■ **Objective a**: Reproduce the passage from the text on Nippon Steel's bid for U.S. Steel verbatim, between "Nippon Steel ought" and "American steel production.", inclusive.

━━━━━━━━━━━━━━━━━━━━

Nippon Steel ought to be able to buy U.S. Steel.
The Japanese company's $14.9 billion deal for U.S. Steel is caught up in election-year politics and doesn't look likely to close. Against the backdrop of the changing global steel industry, however, it would be a good deal for U.S. Steel's workers, especially those in Minnesota mines that produce so much of the iron ore used in American steel production.
Shareholders and customers including U.S. automakers would also stand to benefit, as would people like you and me, who buy cars, trucks and other end products.
U.S. Steel's union workers don't see it that way, however. The United Steelworkers union opposed Nippon Steel's buyout, instead endorsing a sale of the company to competitor Cleveland Cliffs, which publicly offered to buy U.S. Steel last year. If a deal were done with Cleveland Cliffs, the combined company could become the sole mining power in Minnesota's Iron Range.
U.S. Steel and Cleveland Cliffs both invoked economic nationalism in their cause. For instance, in a statement last month, Cleveland Cliffs CEO Lourenco Goncalves said, "We commend President Biden and the U.S. government for its reported decision to block foreign ownership of U.S. Steel by Japan's Nippon Steel. The American steel industry plays a crucial role in safeguarding our national security."

━━━━━━━━━━━━━━━━━━━━

■ **Objective b**: Rewrite the whole listing with "rings" changed to "loops" wherever it occurs, keeping everything else in the listing the same.

━━━━━━━━━━━━━━━━━━━━

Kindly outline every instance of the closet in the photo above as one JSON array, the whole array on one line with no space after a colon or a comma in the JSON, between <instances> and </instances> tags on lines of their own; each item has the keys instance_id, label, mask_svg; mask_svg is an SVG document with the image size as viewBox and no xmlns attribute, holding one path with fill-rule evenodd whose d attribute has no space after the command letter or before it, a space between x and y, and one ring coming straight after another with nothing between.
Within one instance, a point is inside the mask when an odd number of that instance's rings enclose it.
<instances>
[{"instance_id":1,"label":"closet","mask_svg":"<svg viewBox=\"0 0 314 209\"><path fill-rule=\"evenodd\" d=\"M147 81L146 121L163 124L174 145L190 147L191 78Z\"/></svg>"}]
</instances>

━━━━━━━━━━━━━━━━━━━━

■ **Correct response a**:
Nippon Steel ought to be able to buy U.S. Steel.
The Japanese company's $14.9 billion deal for U.S. Steel is caught up in election-year politics and doesn't look likely to close. Against the backdrop of the changing global steel industry, however, it would be a good deal for U.S. Steel's workers, especially those in Minnesota mines that produce so much of the iron ore used in American steel production.

■ **Correct response b**:
Kindly outline every instance of the closet in the photo above as one JSON array, the whole array on one line with no space after a colon or a comma in the JSON, between <instances> and </instances> tags on lines of their own; each item has the keys instance_id, label, mask_svg; mask_svg is an SVG document with the image size as viewBox and no xmlns attribute, holding one path with fill-rule evenodd whose d attribute has no space after the command letter or before it, a space between x and y, and one ring coming straight after another with nothing between.
Within one instance, a point is inside the mask when an odd number of that instance's loops enclose it.
<instances>
[{"instance_id":1,"label":"closet","mask_svg":"<svg viewBox=\"0 0 314 209\"><path fill-rule=\"evenodd\" d=\"M147 81L146 121L163 124L174 145L190 147L191 78Z\"/></svg>"}]
</instances>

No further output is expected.